• [SOURCE EXTRACT]
○ ○ ○ ○
So, yeah, interesting Saturday. I’m a father. Wrap your head around that one.

Getting Real

Step by step it grows increasingly real.

My beautiful wife attended her baby shower last night and returned laden with ridiculously tiny outfits and boxes containing gadgets of arcane purpose. The boys bought me beer at my nearby watering hole and reminisced. Today I assembled a three-wheeled stroller and puzzled out the method of locking a baby seat into the stroller’s frame.

Something is changing.

There is a certain tradition in Mexico – or so MBW tells me – that the husband purchases his wife another ring to commemorate a new child. Today I picked up a piece of jewelry, sterling silver and blue and white topaz. MBW will need to resize it once the swelling in her fingers recedes.

Step by step.

I have new furnishings that I can make no use of. I have plastic contraptions that rattle and beep. This place once felt pretty roomy. Each new preparatory accretion renders the condo more and more – let’s say cozy.

MBW is laundering a pile of towels sufficient to dry off an army. Well, an army of very small soldiers. And we’ve got blankets enough to keep each miniature myrmidon warm.

I attended a class on infant CPR the other day. I filled those plastic lungs with my own breath and compressed that little chest.

So, yeah. Getting real.

Cats

Cats

We’re cat-sitting at Casa Lizzi for the next three weeks.  There are two of them now making free with the place, climbing on everything and shedding enough fur to line a parka.  So I’ve been thinking some about cats.

What is the fascination fable makers have with cats?

Football Season

It is that time of year again. The weather remains sunny and hot but the days are growing shorter.  The first hints of autumn appear: yellowing leaves, an occasional shower or an overcast day breaking up the pattern of one sunny day after another.  This is nature’s way of telling me football season has started.

I realize this means nothing to many of you.  Football, or for that matter sports of any kind, are for some a matter of indifference or even abhorrence.  I understand that.  Sports, organized games, physical activities constrained by arbitrary rules are from a certain perspective pointless.  They celebrate the physical over the cerebral, prioritize group-think over the individual, and seemingly reward disproportionately achievement in meaningless contests above excellence in more objectively important endeavors.  They revel in war metaphors, rejoice in naked brutality and organized violence.  They engender divisions, create tribal affiliations of enthusiasts who despise one another for no reason other than supporting a particular team of ball players.  As if we need one more reason to hate each other.
○ ○ ○ ○
• [REQUIREMENT]
Pick up the football season blog post right after its last sentence and continue it in the same voice.

• [INFORMATION PROVIDED]
○ ○ ○ ○
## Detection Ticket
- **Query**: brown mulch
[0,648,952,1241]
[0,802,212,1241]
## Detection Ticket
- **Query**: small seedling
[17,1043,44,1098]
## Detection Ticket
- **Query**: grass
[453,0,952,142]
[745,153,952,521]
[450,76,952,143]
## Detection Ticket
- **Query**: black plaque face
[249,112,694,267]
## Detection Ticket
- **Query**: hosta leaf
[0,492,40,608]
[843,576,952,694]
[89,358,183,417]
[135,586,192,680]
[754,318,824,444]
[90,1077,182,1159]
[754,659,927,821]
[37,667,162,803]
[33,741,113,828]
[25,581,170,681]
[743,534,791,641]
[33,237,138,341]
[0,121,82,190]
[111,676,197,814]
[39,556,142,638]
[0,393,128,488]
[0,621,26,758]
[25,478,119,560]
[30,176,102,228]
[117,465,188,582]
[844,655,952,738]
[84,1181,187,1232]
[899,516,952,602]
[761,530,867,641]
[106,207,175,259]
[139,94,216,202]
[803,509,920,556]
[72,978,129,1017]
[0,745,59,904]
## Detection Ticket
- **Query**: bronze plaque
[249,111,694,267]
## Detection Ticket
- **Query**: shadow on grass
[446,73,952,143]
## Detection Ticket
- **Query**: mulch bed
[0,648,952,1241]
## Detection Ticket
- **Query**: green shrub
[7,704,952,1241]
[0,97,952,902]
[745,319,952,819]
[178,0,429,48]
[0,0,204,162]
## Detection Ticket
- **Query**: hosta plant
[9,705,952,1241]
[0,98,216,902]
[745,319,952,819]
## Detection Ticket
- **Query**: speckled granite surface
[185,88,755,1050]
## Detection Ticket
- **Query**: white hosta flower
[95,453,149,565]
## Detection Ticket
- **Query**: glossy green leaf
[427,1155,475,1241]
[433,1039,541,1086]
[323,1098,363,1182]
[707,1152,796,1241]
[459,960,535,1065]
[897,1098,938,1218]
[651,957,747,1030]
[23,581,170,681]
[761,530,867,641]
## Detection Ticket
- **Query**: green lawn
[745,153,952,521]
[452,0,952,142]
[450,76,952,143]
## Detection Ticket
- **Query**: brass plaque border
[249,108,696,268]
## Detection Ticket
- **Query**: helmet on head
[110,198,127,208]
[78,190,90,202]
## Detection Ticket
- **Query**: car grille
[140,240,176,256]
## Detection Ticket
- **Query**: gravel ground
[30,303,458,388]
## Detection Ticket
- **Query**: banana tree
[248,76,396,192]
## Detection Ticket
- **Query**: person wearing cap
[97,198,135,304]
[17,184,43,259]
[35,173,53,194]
○ ○ ○ ○
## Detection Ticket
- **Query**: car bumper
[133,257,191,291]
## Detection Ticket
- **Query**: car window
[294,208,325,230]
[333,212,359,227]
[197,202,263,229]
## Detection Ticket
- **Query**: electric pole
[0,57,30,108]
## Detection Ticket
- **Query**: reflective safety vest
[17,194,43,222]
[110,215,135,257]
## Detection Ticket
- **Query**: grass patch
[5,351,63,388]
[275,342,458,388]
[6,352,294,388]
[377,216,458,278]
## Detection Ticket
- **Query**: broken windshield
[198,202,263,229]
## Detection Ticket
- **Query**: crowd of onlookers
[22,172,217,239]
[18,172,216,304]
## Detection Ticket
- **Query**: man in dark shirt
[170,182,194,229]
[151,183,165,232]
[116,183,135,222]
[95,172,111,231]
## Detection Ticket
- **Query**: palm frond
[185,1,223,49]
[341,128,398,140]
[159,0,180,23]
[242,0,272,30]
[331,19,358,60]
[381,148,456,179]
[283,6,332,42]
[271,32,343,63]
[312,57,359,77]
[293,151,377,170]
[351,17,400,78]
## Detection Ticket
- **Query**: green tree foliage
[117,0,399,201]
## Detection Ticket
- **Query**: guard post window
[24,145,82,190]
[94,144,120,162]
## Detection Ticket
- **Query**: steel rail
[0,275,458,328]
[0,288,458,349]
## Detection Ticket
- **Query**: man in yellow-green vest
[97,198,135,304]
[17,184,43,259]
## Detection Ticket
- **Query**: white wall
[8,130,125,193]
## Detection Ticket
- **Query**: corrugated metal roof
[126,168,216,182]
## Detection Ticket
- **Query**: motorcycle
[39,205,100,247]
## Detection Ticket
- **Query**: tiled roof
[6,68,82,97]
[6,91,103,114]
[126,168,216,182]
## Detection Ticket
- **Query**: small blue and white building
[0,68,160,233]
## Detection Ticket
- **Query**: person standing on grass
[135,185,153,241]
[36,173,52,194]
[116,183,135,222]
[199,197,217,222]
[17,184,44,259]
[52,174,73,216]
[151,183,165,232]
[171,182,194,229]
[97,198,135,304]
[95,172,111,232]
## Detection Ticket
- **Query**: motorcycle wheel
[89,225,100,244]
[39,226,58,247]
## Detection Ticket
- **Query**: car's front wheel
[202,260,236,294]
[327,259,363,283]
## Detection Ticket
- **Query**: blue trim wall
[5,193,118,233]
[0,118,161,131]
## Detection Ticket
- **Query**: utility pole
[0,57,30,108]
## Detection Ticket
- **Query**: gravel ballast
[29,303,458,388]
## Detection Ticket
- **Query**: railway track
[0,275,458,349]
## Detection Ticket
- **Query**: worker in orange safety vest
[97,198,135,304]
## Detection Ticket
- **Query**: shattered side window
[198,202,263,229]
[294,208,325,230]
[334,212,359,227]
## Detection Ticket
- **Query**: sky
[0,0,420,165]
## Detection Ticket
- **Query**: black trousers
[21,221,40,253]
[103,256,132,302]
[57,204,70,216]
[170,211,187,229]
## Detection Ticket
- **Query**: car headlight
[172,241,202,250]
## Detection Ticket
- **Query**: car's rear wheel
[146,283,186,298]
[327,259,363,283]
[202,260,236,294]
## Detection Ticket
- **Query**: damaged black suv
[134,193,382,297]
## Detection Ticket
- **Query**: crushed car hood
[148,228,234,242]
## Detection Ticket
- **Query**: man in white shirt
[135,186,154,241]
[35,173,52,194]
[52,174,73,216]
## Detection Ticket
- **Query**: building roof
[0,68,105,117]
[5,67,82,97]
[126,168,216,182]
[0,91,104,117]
○ ○ ○ ○
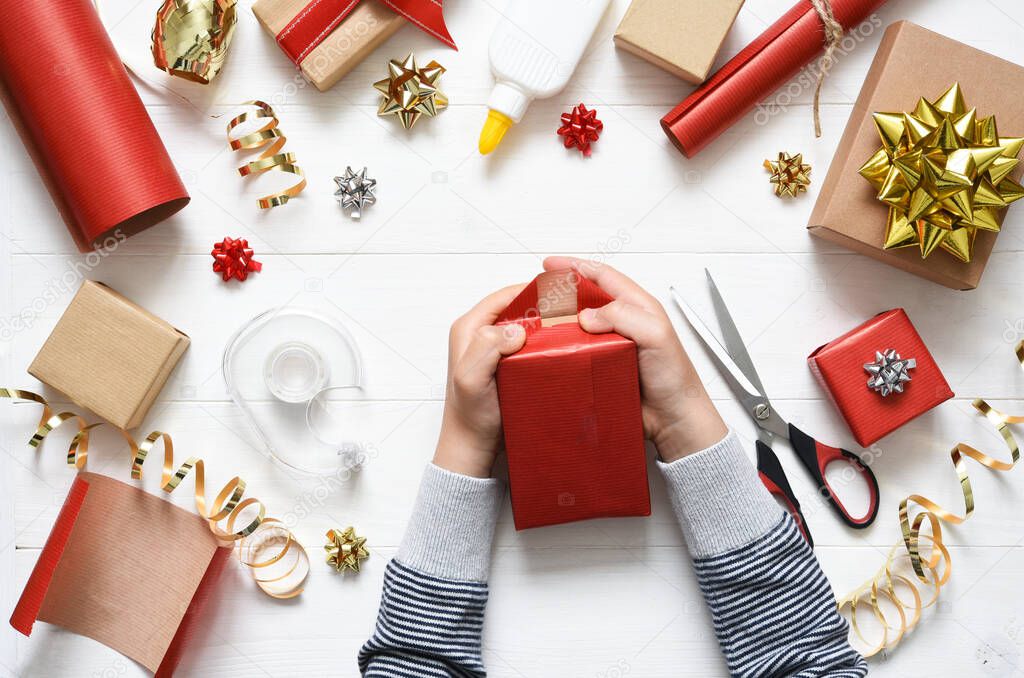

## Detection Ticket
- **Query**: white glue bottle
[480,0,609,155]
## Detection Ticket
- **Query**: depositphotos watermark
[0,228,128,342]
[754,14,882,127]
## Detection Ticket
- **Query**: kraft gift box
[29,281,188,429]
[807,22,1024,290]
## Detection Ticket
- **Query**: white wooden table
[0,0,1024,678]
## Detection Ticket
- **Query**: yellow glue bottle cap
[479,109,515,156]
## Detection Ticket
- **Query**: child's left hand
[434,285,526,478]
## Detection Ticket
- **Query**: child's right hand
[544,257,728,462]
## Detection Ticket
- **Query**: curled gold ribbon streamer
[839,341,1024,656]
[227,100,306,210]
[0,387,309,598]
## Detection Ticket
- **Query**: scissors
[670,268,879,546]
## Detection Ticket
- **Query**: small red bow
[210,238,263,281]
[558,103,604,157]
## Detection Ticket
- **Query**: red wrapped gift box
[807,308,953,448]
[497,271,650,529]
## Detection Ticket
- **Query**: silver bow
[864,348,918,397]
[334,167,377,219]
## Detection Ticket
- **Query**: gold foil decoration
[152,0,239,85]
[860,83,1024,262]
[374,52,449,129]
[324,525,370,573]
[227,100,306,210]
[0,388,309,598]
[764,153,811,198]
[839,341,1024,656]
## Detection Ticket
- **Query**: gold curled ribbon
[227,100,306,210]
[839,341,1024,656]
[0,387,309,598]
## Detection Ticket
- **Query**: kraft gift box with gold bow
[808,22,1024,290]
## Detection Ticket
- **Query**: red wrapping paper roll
○ ○ ○ ○
• [RESPONSE TO THIS EXERCISE]
To all of which I say – phooey.  I like football.  I like the visceral, second-hand thrill of watching my team make a remarkable play.  I like the glow of a victory.  Even the despondency of a defeat adds a certain bitter seasoning to life.

I like stories, drama.  But too often with a novel, movie, television show I have a pretty good idea of what will happen, the beats, the ‘surprise’ twists.  Football, sports in general, provides unscripted drama.  I truly have no idea what will occur.  And this spectacle often comes accompanied by beer and chicken wings.  So there’s that.

Football, and to some extent baseball, lend themselves to viewing while reading.  These are episodic sports.  The duration between plays, between pitches, generally provides enough time to get through the average length paragraph.  Basketball, soccer, and other sports in which the action is mostly continuous lack this multi-tasking aspect.

And let’s address the tribal division concern.  Stipulated that competition is inherently divisive, both for players and adherents.  One need only consider the riots in Byzantium caused by followers of the chariot teams, the blues, the greens, etc.  But there is another side to this coin.  Comradery.  The fellow-feelling between two supporters of the same team can bridge divides.  A bond can exist between two strangers at a bar pulling for the same team to win.  And that’s a good thing.  Hell, Hunter S. Thompson and Richard Nixon found common ground discussing football.

So, I don’t mind if you disdain or enjoy football.  I understand both positions and my attention is not to convert anyone to my point of view.  But I’m utterly content right now.  Let the games begin!